═════ Raw data

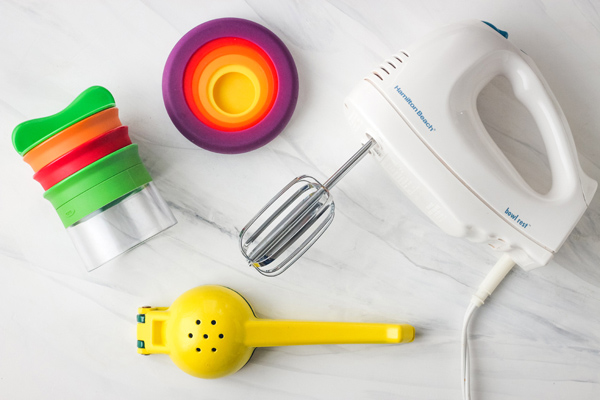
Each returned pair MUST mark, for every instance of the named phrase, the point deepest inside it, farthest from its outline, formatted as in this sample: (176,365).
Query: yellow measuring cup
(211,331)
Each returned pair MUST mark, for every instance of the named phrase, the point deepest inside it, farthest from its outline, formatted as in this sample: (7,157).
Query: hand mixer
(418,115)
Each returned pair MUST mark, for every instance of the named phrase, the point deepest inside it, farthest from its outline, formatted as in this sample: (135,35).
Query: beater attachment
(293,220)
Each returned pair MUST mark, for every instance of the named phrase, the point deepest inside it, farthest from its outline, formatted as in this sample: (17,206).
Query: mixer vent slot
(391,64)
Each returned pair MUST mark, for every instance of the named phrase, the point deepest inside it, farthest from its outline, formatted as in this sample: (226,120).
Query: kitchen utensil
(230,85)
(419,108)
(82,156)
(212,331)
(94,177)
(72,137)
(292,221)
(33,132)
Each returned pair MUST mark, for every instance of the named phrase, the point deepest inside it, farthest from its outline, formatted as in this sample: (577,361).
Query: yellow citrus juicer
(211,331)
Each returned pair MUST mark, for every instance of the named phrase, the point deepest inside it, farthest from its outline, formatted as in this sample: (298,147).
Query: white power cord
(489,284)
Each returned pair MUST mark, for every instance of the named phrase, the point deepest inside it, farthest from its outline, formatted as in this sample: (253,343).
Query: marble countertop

══════════

What this task involves:
In your copy of the entries above, leave out the pictures and keep every word exact.

Your response:
Each returned pair MUST mark, for every instance of the named phrase, the point deepest inside it, farthest from its outline, formatted as in this sample: (176,365).
Query: yellow measuring cup
(211,331)
Each returned pair MUST mark, for every instance of the named phrase, the point deepest inside it, farthest from its outline, formatted as in this sample: (7,157).
Query: hand mixer
(418,115)
Each returned pair MUST mark, for every instance of the named phrase, the point deepest inside it, farthest from its outline, formatted as in this sample: (135,35).
Query: beater attachment
(293,220)
Each returned pair MUST mark, for every instance of the named phrase, the point deepest inside it, farthest from its outline, formatted as in this sample: (17,206).
Query: mixer vent slot
(391,64)
Each returned pair MUST mark, for every instance of the named phrase, the point deepest inside it, farthest from its outline, formatted as in this sample: (226,120).
Query: kitchen utensil
(230,85)
(419,108)
(82,156)
(212,331)
(94,177)
(72,137)
(292,221)
(33,132)
Each returned pair MUST mark, for every instance of the named phrase, the point deepest inside it, farthest from its outline, formatted as in this sample: (577,361).
Query: yellow citrus juicer
(211,331)
Each returned pair MUST mark, for every instance of the named phrase, the point deepest inside it, farthest from its outline, formatted as in this sample: (298,147).
Query: white power cord
(489,284)
Each returned pair MUST mark, for every instance of the named phrase, the point deepest inside it, farthest from its outline, formatted as in this sample: (253,343).
Query: marble countertop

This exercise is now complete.